◆ EXERCISE BRIEF:
Keep the pictures out. Write out every line of the listing exactly.

◆ AVAILABLE DATA:
++++++

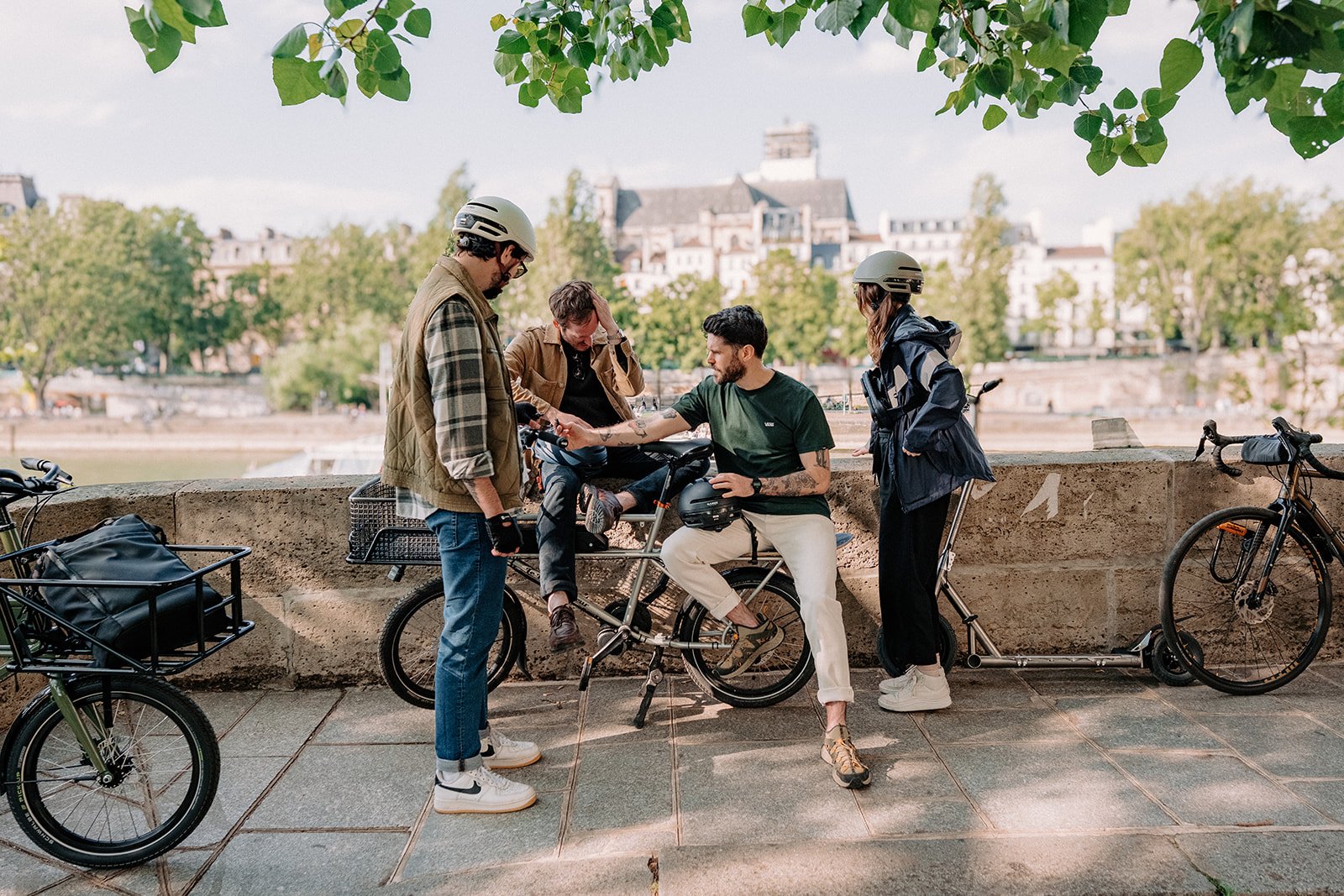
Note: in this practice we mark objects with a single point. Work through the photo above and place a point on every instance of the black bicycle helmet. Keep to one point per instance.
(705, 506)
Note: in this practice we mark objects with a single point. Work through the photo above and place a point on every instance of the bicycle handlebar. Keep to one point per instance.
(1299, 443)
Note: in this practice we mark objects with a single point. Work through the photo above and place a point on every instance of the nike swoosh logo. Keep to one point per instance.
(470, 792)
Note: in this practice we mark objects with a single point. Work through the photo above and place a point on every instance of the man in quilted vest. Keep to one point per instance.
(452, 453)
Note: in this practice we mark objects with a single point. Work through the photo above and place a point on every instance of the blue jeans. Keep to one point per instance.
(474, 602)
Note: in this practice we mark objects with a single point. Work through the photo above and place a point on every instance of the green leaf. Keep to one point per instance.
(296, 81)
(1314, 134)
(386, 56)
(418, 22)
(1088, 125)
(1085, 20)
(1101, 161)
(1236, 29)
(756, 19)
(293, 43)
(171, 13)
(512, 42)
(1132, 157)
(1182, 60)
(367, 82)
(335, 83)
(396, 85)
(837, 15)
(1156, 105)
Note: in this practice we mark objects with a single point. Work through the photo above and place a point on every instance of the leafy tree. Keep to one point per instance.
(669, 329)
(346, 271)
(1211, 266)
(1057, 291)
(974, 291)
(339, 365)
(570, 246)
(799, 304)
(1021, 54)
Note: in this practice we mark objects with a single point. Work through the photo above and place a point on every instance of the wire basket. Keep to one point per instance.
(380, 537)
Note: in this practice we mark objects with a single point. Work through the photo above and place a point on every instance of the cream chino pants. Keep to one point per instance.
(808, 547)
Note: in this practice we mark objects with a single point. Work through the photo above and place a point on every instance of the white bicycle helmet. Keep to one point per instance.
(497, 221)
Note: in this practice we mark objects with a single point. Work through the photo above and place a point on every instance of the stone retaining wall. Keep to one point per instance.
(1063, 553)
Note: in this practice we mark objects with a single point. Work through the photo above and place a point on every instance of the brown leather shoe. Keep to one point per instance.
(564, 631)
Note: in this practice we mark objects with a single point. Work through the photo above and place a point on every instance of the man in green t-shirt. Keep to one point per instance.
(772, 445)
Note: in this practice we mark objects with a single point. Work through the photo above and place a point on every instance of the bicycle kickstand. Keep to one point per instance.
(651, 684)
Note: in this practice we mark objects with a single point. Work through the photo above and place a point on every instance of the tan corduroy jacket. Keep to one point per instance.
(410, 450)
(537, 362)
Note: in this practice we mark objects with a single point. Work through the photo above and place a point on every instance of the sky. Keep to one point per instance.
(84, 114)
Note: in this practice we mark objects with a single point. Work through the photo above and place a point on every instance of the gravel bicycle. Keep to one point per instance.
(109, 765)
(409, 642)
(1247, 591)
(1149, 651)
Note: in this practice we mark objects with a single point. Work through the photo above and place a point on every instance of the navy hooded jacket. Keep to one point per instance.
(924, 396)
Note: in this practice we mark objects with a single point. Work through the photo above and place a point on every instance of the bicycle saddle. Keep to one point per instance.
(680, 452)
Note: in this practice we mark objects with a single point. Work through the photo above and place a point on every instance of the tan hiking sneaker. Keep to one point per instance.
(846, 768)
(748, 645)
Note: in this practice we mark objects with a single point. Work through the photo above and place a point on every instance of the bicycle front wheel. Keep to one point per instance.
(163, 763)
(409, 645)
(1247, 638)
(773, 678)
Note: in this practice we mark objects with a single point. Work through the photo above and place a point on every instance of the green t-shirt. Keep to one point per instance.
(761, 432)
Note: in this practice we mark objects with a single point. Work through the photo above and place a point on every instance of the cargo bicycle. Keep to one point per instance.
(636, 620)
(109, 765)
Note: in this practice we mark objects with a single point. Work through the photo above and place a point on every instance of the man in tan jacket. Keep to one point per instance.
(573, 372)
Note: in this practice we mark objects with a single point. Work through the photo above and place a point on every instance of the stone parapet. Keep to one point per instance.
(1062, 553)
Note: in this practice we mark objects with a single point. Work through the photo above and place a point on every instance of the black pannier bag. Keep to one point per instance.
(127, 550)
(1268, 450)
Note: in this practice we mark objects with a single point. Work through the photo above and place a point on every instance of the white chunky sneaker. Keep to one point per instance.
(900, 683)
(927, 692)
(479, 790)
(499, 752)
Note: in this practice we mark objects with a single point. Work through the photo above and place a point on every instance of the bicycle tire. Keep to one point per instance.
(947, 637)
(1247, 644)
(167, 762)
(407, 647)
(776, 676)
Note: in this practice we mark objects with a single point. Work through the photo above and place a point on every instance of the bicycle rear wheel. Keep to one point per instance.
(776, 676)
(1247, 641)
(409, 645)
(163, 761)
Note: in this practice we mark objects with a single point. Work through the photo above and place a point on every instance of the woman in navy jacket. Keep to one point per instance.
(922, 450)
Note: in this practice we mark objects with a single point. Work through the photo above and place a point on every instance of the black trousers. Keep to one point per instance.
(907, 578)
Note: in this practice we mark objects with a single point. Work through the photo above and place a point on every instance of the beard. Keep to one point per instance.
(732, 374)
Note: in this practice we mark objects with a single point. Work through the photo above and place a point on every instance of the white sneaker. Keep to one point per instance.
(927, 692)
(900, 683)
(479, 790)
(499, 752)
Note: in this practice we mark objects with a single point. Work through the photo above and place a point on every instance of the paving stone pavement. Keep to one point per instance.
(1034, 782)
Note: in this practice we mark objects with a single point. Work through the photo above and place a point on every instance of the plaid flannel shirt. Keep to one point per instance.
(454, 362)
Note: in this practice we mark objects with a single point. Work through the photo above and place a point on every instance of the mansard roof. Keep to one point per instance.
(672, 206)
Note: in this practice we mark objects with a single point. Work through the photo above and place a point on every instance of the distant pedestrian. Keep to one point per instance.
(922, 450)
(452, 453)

++++++

◆ ANSWER TO THE EXERCISE:
Note: in this practice we mark objects with a single point. Work through the photo above and place a point on every instance of the black bicycle helmet. Keep to one point per instance.
(705, 506)
Note: in this practice we mark objects with a single point. Work through the photo above and place a point on every instance of the bicycle handlebar. Keep to one point per instance.
(1299, 443)
Note: in this practice we mark objects with a single point. Work through the photo above and place a point on every instance of the nike swoosh logo. Keep to one point per instance.
(470, 792)
Note: in this practice we mark objects with a single point. Work through the photo above and place a point on every instance of the man in quilted vest. Keep to one point per instance.
(452, 453)
Note: in this practice we mark objects with a single point. Work through the photo above and place a point on every instance of the blue jeans. Keep to one point per instance.
(474, 602)
Note: in this practice we mark objects with a single point. Work through the photo above and place a point on every instance of the green leaf. Keep to one point per instance.
(296, 81)
(1314, 134)
(386, 56)
(418, 22)
(1088, 125)
(1085, 20)
(1101, 161)
(1236, 29)
(756, 19)
(293, 43)
(171, 13)
(512, 42)
(1132, 157)
(1182, 60)
(367, 82)
(335, 83)
(396, 85)
(837, 15)
(1156, 105)
Note: in this practice we mark objects with a single point. Work through the photo above and place a point on every instance of the leafy tree. Keep to one point per instance.
(669, 329)
(346, 271)
(1211, 266)
(1057, 291)
(974, 291)
(339, 365)
(570, 246)
(799, 304)
(1021, 54)
Note: in this practice we mark objects with a single point. Work through the photo above and place a point on every instance of the wire basket. Keep to one point per instance.
(380, 537)
Note: in this practice we mark objects with a single point. Work through the photo above and place a point on every instance of the cream chino pants. Keep to one point per instance.
(808, 547)
Note: in this practice we mark objects with a single point. Work through the photo above and place a point on every instance of the white bicycle helmet. Keep to one point per instance.
(497, 221)
Note: in this practice we mark objects with a single point. Work through the photo above and place a point on every instance of the stone retaining wall. Keep to one point per instance.
(1063, 553)
Note: in this practice we mark objects with a single point. Work through the photo above and place a point on every instance of the brown leather shoe. Keep to one point per instance.
(564, 631)
Note: in this practice we mark objects with a single point. Work through the photo above and place a point on every instance of the man in green t-shirt. Keep to one point per instance.
(772, 445)
Note: in this practice we mark objects with a single point. Work through the photo above and place a point on every instance of the bicycle kickstand. Keep to one point per instance.
(651, 684)
Note: in this practice we mark objects with a single point. Work through the photo above and place a point on every instance of the tan corduroy jacket. Keep to one point per instance.
(410, 450)
(537, 362)
Note: in this practice we mark objects with a single point. Work through the photo above and place a point on every instance of the sky. Keep to one point per instance.
(84, 114)
Note: in this practice we mark objects with a single point. Work through the photo above and place a point on every instance of the gravel bicycle. Keep to one point per instance.
(109, 765)
(409, 642)
(1247, 591)
(1149, 651)
Note: in this practice we mark objects with a single point. Work through the photo above and place a point on every instance of the navy hooded jacket. Keep to one point per instance.
(924, 396)
Note: in this practice we mark objects with a single point. Work through the photo above and place a point on every instance of the bicycle saddle. Keep to one point per instance.
(680, 452)
Note: in this practice we mark objects with a single point. Work through the photo above and place a point on every instance of the tan hiking sneaker. Keep to one point per instance.
(846, 768)
(748, 645)
Note: in this practice we mark objects with a single point. Work through the photo above and place a point on every instance of the bicycle front wheel. Keep to one point per instance.
(163, 763)
(409, 645)
(1247, 638)
(773, 678)
Note: in this practice we mark objects with a single point. Work through the photo above and place a point on every instance of the green t-shirt. Keep to one point per instance.
(761, 432)
Note: in this practice we mark objects with a single point. Work through the photo above and place a point on every instance of the cargo bicycle. Keep to one point per instance.
(636, 620)
(109, 765)
Note: in this practice we mark objects with a single point. Work through the photo above and place a point on every instance of the man in tan jacket. Keep to one point per instance.
(573, 372)
Note: in this practice we mark objects with a single point. Work through the photo above and place a point on every instance of the stone parapet. Keep to one point per instance.
(1062, 553)
Note: in this practice we mark objects with a single point. Work through the photo above and place a point on every instance of the black pannier bag. Keep to one point per instance.
(127, 550)
(1268, 450)
Note: in this practice we mark objects with a single point. Work through the photo above and place a point on every instance of the white chunky sneaker. Keep to one point per instance.
(900, 683)
(927, 692)
(479, 790)
(499, 752)
Note: in this practice we mark objects with a single point. Work through the photo above and place a point on every instance of the bicycle tire. Keep to one point per instance.
(947, 637)
(1247, 644)
(167, 762)
(407, 647)
(776, 676)
Note: in this practice we mark objects with a single point. Work through the photo above and place a point on every instance of the bicycle rear wheel. Keep to one point per instance.
(776, 676)
(1247, 641)
(409, 645)
(163, 761)
Note: in this practice we mark objects with a single point. Work through the photo above and place a point on every instance of the woman in navy jacket. Keep to one point per instance.
(922, 450)
Note: in this practice we mark objects with a single point. Work through the photo above and place a point on every instance of the black trousers. Keep to one point per instance.
(907, 578)
Note: in this practice we mark objects with a single point. Work through the photo above and place a point on every instance of the beard. Keep to one point per instance.
(732, 374)
Note: in this practice we mark objects with a single point. Work through the photo above and place a point on every instance of the white sneaker. Keep to one point per instance.
(927, 692)
(900, 683)
(479, 790)
(499, 752)
Note: in this practice we mark objects with a single point. Work through the photo above and place a point on every instance of the paving stone pavement. Keep to one point per instance.
(1034, 782)
Note: in this practice we mark objects with a single point. Work through the photo above and place a point on every instance of the plaid flannel shirt. Keep to one point per instance.
(454, 362)
Note: in this practice we mark objects with a single point. Work through the photo above and place a point on every instance of the mansard roof. Keep to one point per instance.
(672, 206)
Note: in this practice we mark objects with a single point. Work through the photo above and place a point on every instance of the distant pedestrian. Keep to one point per instance.
(922, 450)
(452, 453)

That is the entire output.